_Exercise brief_.
In the entries below, count the lines that contain the word "lawn" and give only that number.

_Data shown_.

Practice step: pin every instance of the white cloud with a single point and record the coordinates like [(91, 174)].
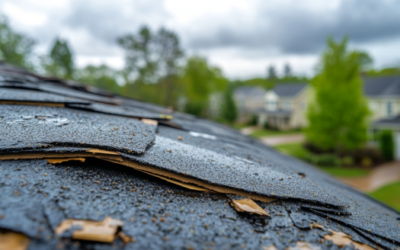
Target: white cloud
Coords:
[(241, 37)]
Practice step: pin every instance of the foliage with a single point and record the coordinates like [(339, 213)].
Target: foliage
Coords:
[(345, 172), (253, 120), (228, 108), (199, 80), (152, 59), (386, 145), (100, 76), (59, 62), (389, 194), (15, 48), (287, 71), (271, 73), (338, 115)]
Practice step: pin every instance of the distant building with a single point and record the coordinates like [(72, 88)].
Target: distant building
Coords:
[(285, 106), (383, 95), (249, 100)]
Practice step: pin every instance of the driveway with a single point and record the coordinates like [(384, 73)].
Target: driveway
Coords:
[(380, 176), (282, 139)]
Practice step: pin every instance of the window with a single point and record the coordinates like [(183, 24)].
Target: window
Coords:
[(389, 109), (287, 105)]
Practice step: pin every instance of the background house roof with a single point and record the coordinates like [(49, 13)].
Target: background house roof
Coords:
[(382, 86), (289, 89), (249, 91)]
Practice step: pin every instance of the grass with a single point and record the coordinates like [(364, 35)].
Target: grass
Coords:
[(389, 194), (345, 172), (265, 133), (293, 149)]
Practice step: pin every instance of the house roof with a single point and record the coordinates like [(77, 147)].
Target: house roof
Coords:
[(382, 86), (249, 91), (173, 180), (289, 89)]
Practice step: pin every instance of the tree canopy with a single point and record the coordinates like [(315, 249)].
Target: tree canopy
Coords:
[(15, 48), (337, 116), (60, 61)]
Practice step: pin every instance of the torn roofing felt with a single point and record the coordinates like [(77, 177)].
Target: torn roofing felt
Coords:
[(32, 127), (20, 95), (119, 110)]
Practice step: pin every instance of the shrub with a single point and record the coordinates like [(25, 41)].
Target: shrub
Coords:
[(386, 145), (253, 120)]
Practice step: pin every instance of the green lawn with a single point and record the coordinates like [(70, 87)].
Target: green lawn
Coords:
[(293, 149), (389, 194), (265, 133), (345, 172)]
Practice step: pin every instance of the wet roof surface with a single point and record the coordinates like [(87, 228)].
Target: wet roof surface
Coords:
[(37, 196)]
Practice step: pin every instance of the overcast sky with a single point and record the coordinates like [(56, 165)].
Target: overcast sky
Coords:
[(243, 37)]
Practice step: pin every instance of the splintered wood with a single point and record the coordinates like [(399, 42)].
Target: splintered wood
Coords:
[(249, 206), (60, 160), (101, 231), (14, 241)]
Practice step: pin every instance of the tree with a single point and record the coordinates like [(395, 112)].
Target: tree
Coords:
[(287, 70), (228, 107), (337, 116), (199, 80), (271, 72), (386, 144), (100, 76), (60, 61), (15, 48), (151, 65)]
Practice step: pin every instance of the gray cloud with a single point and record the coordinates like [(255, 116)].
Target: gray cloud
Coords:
[(298, 30), (109, 19)]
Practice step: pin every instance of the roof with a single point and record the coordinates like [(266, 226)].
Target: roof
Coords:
[(382, 86), (249, 91), (82, 168), (289, 89)]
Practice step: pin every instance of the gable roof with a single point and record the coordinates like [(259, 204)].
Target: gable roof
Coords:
[(289, 89), (382, 86), (249, 91)]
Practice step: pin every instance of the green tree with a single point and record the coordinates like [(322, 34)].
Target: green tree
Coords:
[(60, 61), (199, 80), (228, 107), (15, 48), (151, 65), (101, 76), (271, 73), (337, 116), (386, 144)]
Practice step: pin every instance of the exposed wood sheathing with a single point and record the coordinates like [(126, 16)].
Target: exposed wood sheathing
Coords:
[(101, 231), (13, 241)]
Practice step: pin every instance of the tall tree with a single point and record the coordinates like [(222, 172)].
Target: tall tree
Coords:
[(271, 72), (337, 116), (287, 70), (152, 59), (101, 76), (15, 48), (200, 80), (60, 61), (228, 107)]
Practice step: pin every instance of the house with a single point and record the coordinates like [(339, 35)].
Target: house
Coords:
[(383, 95), (285, 106), (249, 100), (393, 124), (81, 170)]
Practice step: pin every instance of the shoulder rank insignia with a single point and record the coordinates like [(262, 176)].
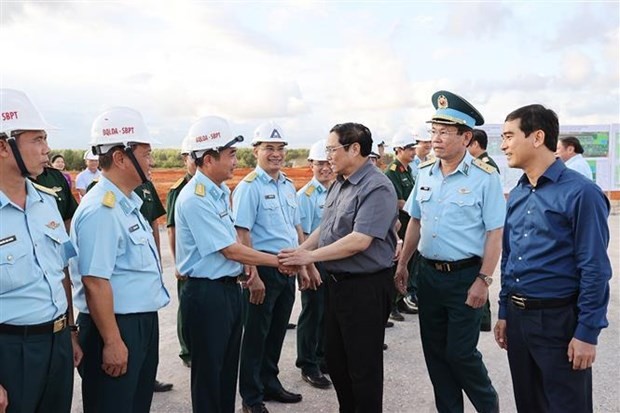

_Response below_.
2